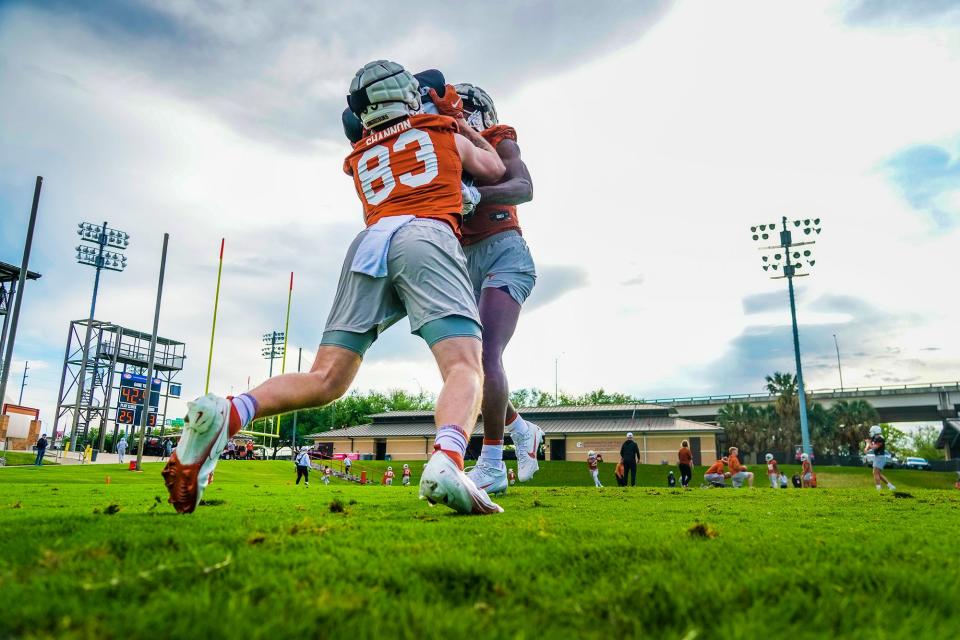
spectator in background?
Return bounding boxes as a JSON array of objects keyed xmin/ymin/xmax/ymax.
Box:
[
  {"xmin": 703, "ymin": 458, "xmax": 730, "ymax": 487},
  {"xmin": 677, "ymin": 440, "xmax": 693, "ymax": 487},
  {"xmin": 33, "ymin": 433, "xmax": 47, "ymax": 467},
  {"xmin": 587, "ymin": 450, "xmax": 603, "ymax": 488},
  {"xmin": 727, "ymin": 447, "xmax": 753, "ymax": 489},
  {"xmin": 764, "ymin": 453, "xmax": 780, "ymax": 489},
  {"xmin": 866, "ymin": 424, "xmax": 896, "ymax": 491},
  {"xmin": 800, "ymin": 453, "xmax": 815, "ymax": 489},
  {"xmin": 116, "ymin": 436, "xmax": 127, "ymax": 464},
  {"xmin": 620, "ymin": 432, "xmax": 640, "ymax": 487},
  {"xmin": 296, "ymin": 449, "xmax": 310, "ymax": 488},
  {"xmin": 613, "ymin": 460, "xmax": 627, "ymax": 487}
]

Stated task: Please pull out each line in the records above that contains the word "boxes".

Result of this exercise:
Return bounding boxes as a JSON array of objects keyed xmin/ymin/xmax/ymax.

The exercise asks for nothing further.